[Labeled-object pointing listing]
================
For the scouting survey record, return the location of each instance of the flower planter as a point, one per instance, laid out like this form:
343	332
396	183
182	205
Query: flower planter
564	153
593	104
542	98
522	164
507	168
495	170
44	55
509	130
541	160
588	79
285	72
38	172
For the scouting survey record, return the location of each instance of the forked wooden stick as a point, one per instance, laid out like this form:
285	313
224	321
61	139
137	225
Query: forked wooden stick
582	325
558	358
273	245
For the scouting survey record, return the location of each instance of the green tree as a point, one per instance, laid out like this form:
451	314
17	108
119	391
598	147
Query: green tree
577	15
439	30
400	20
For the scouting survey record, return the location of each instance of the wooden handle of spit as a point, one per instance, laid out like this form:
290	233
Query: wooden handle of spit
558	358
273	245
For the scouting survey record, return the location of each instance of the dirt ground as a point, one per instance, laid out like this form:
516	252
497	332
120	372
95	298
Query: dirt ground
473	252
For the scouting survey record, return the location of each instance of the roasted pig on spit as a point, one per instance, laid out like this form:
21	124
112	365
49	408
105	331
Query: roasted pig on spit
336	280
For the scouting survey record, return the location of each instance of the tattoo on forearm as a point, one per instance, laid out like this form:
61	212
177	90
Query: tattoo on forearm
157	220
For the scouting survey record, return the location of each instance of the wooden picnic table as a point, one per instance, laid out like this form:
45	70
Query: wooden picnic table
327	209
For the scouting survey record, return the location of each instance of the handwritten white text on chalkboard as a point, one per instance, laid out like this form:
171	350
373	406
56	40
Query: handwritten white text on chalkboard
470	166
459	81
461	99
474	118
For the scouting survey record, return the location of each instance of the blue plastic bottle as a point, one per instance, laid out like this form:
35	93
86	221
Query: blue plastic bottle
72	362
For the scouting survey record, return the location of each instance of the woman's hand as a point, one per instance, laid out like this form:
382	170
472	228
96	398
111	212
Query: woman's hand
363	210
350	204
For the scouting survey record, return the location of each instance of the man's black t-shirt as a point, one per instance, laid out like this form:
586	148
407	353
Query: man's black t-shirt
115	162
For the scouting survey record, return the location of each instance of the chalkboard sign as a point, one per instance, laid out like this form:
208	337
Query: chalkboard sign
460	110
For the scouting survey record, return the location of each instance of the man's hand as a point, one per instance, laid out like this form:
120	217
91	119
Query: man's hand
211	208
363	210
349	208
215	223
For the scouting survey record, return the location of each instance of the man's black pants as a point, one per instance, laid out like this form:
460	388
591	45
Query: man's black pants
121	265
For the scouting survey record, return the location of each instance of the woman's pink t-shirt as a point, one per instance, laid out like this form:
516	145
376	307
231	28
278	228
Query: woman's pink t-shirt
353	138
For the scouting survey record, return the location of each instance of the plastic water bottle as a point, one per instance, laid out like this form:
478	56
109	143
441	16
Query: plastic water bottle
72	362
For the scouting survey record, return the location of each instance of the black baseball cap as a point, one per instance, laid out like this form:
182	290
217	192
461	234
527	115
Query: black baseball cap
================
**WRITTEN REQUEST:** Reproduce the whole listing above with each "scouting survey record" swapped for "field survey record". Please leave every other part unchanged.

**EXERCISE OUTPUT:**
For the field survey record, return the location of each instance of the flower planter as a point, one per instance, laid out like this form:
343	332
396	183
182	205
Query: flower planter
564	153
593	104
542	98
522	164
507	168
495	170
44	55
509	130
541	160
588	79
285	72
38	172
For the field survey record, return the location of each instance of the forked wooden stick as a point, one per instance, laid out like this form:
285	313
224	321
61	139
137	225
Query: forked wooden stick
582	325
558	358
273	245
For the field survey record, return the location of each instance of the green tree as a point, one per instance, laid out like this form:
451	314
17	108
119	391
598	147
Query: green tree
577	15
439	30
400	20
For the field survey record, return the location of each instance of the wooden handle of spit as a point, one per instance, laid out like this form:
290	233
Query: wooden handle of spit
558	358
273	245
For the field survey record, return the location of each instance of the dirt ground as a point, one per instance, laid out like this form:
516	252
497	332
120	372
95	298
Query: dirt ground
473	252
For the field survey record, return the location of each instance of the roasted pig on spit as a point, one per instance, laid out like this form:
21	124
112	365
49	408
105	331
Query: roasted pig on spit
336	280
For the field survey record, return the location of each instance of the tattoo on forearm as a point, one per instance, laid out like this form:
61	212
177	90
Query: tattoo on forearm
157	220
For the field survey record, return the location of each instance of the wooden picnic table as a point, one per instance, laid out like this form:
45	70
Query: wooden picnic table
327	209
For the field survey record, return the location of each instance of the handwritten white text on chalkboard as a point, one per instance, laid out like this form:
171	350
373	406
56	40
Query: handwritten white text on chalkboard
470	166
459	81
461	99
474	118
For the field survey record, return the location of each instance of the blue plastic bottle as a point, one per instance, laid out like this form:
35	93
86	221
Query: blue plastic bottle
72	362
For the field survey record, return the location of each instance of the woman's hand as a point, one per instance, laid out like this form:
382	170
472	228
96	398
111	212
Query: woman's hand
363	210
350	204
For the field survey record, return the location of each instance of the man's black t-shirt as a point, one per instance, laid out like this form:
586	148
407	353
Query: man's black t-shirt
115	162
For the field survey record, return the location of each instance of the chalkboard sign as a point, one per instance, laid out like this form:
208	337
Query: chalkboard sign
460	110
For the field survey record, return the location of each instance of the man's hand as a point, one per instance, laid out like this form:
120	217
91	119
Query: man's hand
211	208
363	210
349	208
215	223
For the field survey record, return the location of each instance of the man's black pants as a point, one per instance, laid out like this form:
460	388
591	45
Query: man's black pants
121	265
For the field survey record, return the location of each instance of the woman's pink t-shirt as a point, one per instance, laid out like this form:
516	145
376	307
231	28
278	228
Query: woman's pink t-shirt
353	138
For the field survey record, return the location of each instance of the plastic water bottle as a point, one per instance, laid out like this form:
478	56
109	143
441	16
Query: plastic water bottle
72	362
For the field survey record, return the location of each instance of the black baseball cap as a point, one per instance, laid out like this form:
182	290
217	192
461	234
527	115
Query: black baseball cap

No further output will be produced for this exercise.